**Job:**
Rewrite every line of the entries below as a numbered list, skipping blank lines. Leave the pictures out of your answer.

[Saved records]

►

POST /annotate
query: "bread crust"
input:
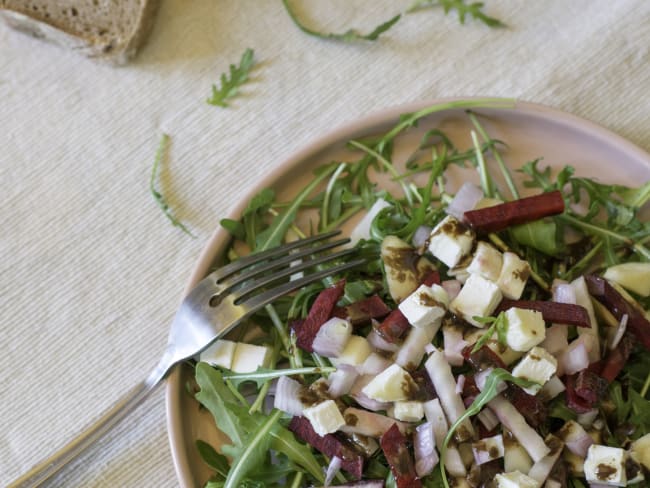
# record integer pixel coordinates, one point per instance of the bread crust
(112, 47)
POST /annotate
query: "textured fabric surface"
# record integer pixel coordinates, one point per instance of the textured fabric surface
(92, 272)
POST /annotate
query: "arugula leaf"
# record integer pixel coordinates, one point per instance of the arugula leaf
(540, 234)
(463, 9)
(348, 36)
(490, 390)
(230, 86)
(216, 397)
(160, 200)
(499, 324)
(262, 375)
(212, 458)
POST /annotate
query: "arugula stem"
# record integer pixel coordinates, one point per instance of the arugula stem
(388, 166)
(328, 195)
(486, 181)
(239, 465)
(297, 480)
(533, 274)
(646, 386)
(594, 229)
(568, 274)
(411, 119)
(497, 156)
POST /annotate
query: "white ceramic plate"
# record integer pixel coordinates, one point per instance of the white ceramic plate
(531, 131)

◄

**Correct output:**
1. POST /annotate
2. query: "bread crust"
3. input:
4. # record integer pixel coordinates, one point per instance of the bread crust
5. (112, 47)
6. POST /annotate
7. query: "textured fabric surface"
8. # record integer pixel coordinates, one point per instance of the textured fabric surface
9. (92, 272)
10. POST /annotate
11. query: "arugula leaf"
12. # record integer pixel coordinates, one point per instance of the arugula leaf
13. (540, 234)
14. (463, 9)
15. (348, 36)
16. (490, 390)
17. (230, 86)
18. (216, 397)
19. (160, 200)
20. (499, 324)
21. (262, 375)
22. (212, 458)
23. POST /annotate
24. query: "arugula stem"
25. # record integer pixel coordinates, one point per instance of the arugula stem
26. (388, 166)
27. (328, 195)
28. (486, 181)
29. (239, 465)
30. (297, 480)
31. (533, 274)
32. (646, 386)
33. (594, 229)
34. (568, 274)
35. (411, 119)
36. (497, 156)
37. POST /annotate
38. query: "white ceramic plate"
39. # record integer pixel coordinates, one point per instance of the white ceramic plate
40. (531, 131)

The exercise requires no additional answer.